= BRANO DI LETTURA =
________________________________________
LA QUESTIONE UCRAINA ALLA LUCE DELLA DIFFERENZA TRA EUROPEISMO ED EURO-ATLANTISMO

Sorprende (ma fino ad un certo punto, considerando il livello intellettuale che contraddistingue da alcuni decenni l'Occidente per quanto concerne l'analisi del Politico) che in pratica non vi sia nessuna analisi politico-strategica di questa guerra, tranne qualche eccezione come quella di due analisti della Rand Corporation (discutibile ma certo importante)*. Nel migliore dei casi, infatti, ci si limita ad evidenziare i numerosi difetti che caratterizzano la macchina da guerra russa e in particolare il regime di Putin o ad analizzare il conflitto sotto il profilo tattico-operativo (chiaramente mi riferisco solo alle analisi serie e documentate come quelle dell’Isw, del Rusi o di Michael Kofman e Rob Lee, non certo a quelle dei “nostri analisti” che -  tranne pochi - tutt’al più sono degli “esperti” di industria bellica e di sistemi d’arma).

Eppure, dovrebbe essere evidente a chiunque che il maggiore errore compiuto dal Cremlino è stato di credere, basandosi su una immagine del tutto fasulla dell'Ucraina e, in un certo senso, perfino della stessa Russia, di potere risolvere una questione politica e geopolitica complessa come quella ucraina con le armi. Del resto, non si dovrebbe dimenticare che anche l'America non è riuscita a "chiudere" con un netto successo alcuna guerra dopo la Seconda guerra mondiale (non vi riuscì nella guerra di Corea né nella guerra del Vietnam, in cui subì pure una netta sconfitta, e un fallimento politico-strategico americano sono state pure le guerre contro l'Iraq e l'Afghanistan) ma non certo per insufficienza di risorse e mezzi militari ed economici, a conferma che il fattore decisivo in guerra è sempre quello politico-strategico**.
________________________________________
= VOCI DEL DATASET =
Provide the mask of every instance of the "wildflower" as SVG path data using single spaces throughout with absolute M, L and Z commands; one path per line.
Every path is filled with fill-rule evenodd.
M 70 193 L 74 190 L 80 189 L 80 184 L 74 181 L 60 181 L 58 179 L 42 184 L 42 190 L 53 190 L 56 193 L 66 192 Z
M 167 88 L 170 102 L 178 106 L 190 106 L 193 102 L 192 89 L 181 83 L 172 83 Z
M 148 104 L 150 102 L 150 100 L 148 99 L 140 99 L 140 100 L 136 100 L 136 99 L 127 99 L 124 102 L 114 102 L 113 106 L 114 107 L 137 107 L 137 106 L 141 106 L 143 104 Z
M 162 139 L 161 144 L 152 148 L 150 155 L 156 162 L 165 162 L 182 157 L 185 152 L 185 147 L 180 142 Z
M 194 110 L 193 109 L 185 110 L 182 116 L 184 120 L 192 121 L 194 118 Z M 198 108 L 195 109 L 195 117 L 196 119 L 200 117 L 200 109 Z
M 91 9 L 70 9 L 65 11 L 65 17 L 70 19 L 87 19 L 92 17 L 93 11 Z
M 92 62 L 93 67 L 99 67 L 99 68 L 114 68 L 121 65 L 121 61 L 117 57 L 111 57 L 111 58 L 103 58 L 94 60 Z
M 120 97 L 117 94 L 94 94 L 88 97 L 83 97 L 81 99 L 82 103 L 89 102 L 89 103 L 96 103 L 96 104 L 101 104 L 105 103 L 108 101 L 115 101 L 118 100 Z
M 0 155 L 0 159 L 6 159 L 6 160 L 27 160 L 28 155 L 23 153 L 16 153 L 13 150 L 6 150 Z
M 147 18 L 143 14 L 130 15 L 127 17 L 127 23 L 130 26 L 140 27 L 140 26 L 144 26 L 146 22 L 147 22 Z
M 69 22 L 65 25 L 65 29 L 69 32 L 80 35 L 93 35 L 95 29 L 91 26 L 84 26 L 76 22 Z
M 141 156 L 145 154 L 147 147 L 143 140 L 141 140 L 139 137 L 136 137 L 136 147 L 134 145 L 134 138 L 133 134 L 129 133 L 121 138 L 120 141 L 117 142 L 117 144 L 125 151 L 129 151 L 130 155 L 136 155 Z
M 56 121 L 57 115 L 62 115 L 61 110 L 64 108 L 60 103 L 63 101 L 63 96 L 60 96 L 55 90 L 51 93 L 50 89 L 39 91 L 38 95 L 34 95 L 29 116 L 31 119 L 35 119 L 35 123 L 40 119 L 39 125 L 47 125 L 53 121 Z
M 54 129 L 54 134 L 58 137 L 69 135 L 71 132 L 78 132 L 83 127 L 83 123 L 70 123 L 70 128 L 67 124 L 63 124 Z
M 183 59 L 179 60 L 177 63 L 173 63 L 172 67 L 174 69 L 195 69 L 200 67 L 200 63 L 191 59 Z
________________________________________
= COMPITI DA SVOLGERE =
[1] Ripeta fedelmente il passo del brano sulla guerra in Ucraina che si apre con le parole contenenti "Sorprende (ma fino" e si chiude con "di sistemi d’arma).".
[2] Riproduca fedelmente, riga per riga, tutte le voci del dataset.
Il brano e le voci non hanno alcun legame fra loro.

= ESERCIZIO SVOLTO =
[1]
Sorprende (ma fino ad un certo punto, considerando il livello intellettuale che contraddistingue da alcuni decenni l'Occidente per quanto concerne l'analisi del Politico) che in pratica non vi sia nessuna analisi politico-strategica di questa guerra, tranne qualche eccezione come quella di due analisti della Rand Corporation (discutibile ma certo importante)*. Nel migliore dei casi, infatti, ci si limita ad evidenziare i numerosi difetti che caratterizzano la macchina da guerra russa e in particolare il regime di Putin o ad analizzare il conflitto sotto il profilo tattico-operativo (chiaramente mi riferisco solo alle analisi serie e documentate come quelle dell’Isw, del Rusi o di Michael Kofman e Rob Lee, non certo a quelle dei “nostri analisti” che -  tranne pochi - tutt’al più sono degli “esperti” di industria bellica e di sistemi d’arma).

[2]
Provide the mask of every instance of the "wildflower" as SVG path data using single spaces throughout with absolute M, L and Z commands; one path per line.
Every path is filled with fill-rule evenodd.
M 70 193 L 74 190 L 80 189 L 80 184 L 74 181 L 60 181 L 58 179 L 42 184 L 42 190 L 53 190 L 56 193 L 66 192 Z
M 167 88 L 170 102 L 178 106 L 190 106 L 193 102 L 192 89 L 181 83 L 172 83 Z
M 148 104 L 150 102 L 150 100 L 148 99 L 140 99 L 140 100 L 136 100 L 136 99 L 127 99 L 124 102 L 114 102 L 113 106 L 114 107 L 137 107 L 137 106 L 141 106 L 143 104 Z
M 162 139 L 161 144 L 152 148 L 150 155 L 156 162 L 165 162 L 182 157 L 185 152 L 185 147 L 180 142 Z
M 194 110 L 193 109 L 185 110 L 182 116 L 184 120 L 192 121 L 194 118 Z M 198 108 L 195 109 L 195 117 L 196 119 L 200 117 L 200 109 Z
M 91 9 L 70 9 L 65 11 L 65 17 L 70 19 L 87 19 L 92 17 L 93 11 Z
M 92 62 L 93 67 L 99 67 L 99 68 L 114 68 L 121 65 L 121 61 L 117 57 L 111 57 L 111 58 L 103 58 L 94 60 Z
M 120 97 L 117 94 L 94 94 L 88 97 L 83 97 L 81 99 L 82 103 L 89 102 L 89 103 L 96 103 L 96 104 L 101 104 L 105 103 L 108 101 L 115 101 L 118 100 Z
M 0 155 L 0 159 L 6 159 L 6 160 L 27 160 L 28 155 L 23 153 L 16 153 L 13 150 L 6 150 Z
M 147 18 L 143 14 L 130 15 L 127 17 L 127 23 L 130 26 L 140 27 L 140 26 L 144 26 L 146 22 L 147 22 Z
M 69 22 L 65 25 L 65 29 L 69 32 L 80 35 L 93 35 L 95 29 L 91 26 L 84 26 L 76 22 Z
M 141 156 L 145 154 L 147 147 L 143 140 L 141 140 L 139 137 L 136 137 L 136 147 L 134 145 L 134 138 L 133 134 L 129 133 L 121 138 L 120 141 L 117 142 L 117 144 L 125 151 L 129 151 L 130 155 L 136 155 Z
M 56 121 L 57 115 L 62 115 L 61 110 L 64 108 L 60 103 L 63 101 L 63 96 L 60 96 L 55 90 L 51 93 L 50 89 L 39 91 L 38 95 L 34 95 L 29 116 L 31 119 L 35 119 L 35 123 L 40 119 L 39 125 L 47 125 L 53 121 Z
M 54 129 L 54 134 L 58 137 L 69 135 L 71 132 L 78 132 L 83 127 L 83 123 L 70 123 L 70 128 L 67 124 L 63 124 Z
M 183 59 L 179 60 L 177 63 L 173 63 L 172 67 L 174 69 L 195 69 L 200 67 L 200 63 L 191 59 Z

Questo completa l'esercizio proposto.